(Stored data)
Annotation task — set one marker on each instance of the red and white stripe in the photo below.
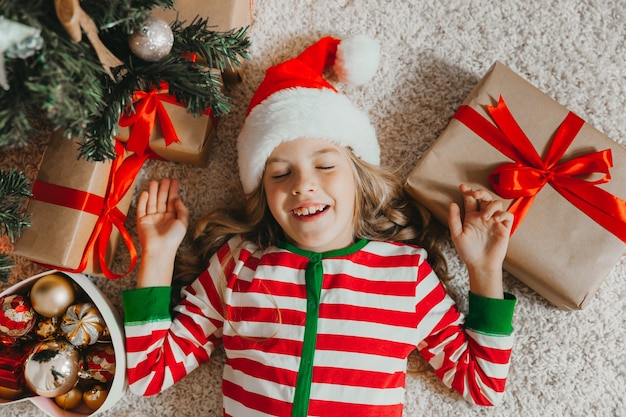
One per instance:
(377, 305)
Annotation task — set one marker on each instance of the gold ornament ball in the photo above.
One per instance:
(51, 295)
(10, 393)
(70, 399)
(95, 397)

...

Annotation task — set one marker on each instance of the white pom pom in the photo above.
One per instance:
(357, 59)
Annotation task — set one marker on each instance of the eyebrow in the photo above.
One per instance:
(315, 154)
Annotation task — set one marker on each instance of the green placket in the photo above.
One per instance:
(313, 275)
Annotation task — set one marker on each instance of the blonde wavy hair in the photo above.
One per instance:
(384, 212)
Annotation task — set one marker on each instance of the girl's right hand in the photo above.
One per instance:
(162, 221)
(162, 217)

What the task requires:
Locate every line in the listing that contains the word "above" and copy those lines. Case counts.

Reply:
Annotation task — set one marker on each instance of the gold ornament ball in the photo above.
Annotation task — set one marker on each instance of the white pom pom in the photo above.
Annotation task — set one marker on each instance of the eyebrow in the photo above.
Annotation task — set one marker on each instance of the green placket in the photo above.
Annotation task — set one marker on each instance of the blonde wavy hair in the photo above.
Annotation task — set one marker on each instance of the girl's right hand in the photo above.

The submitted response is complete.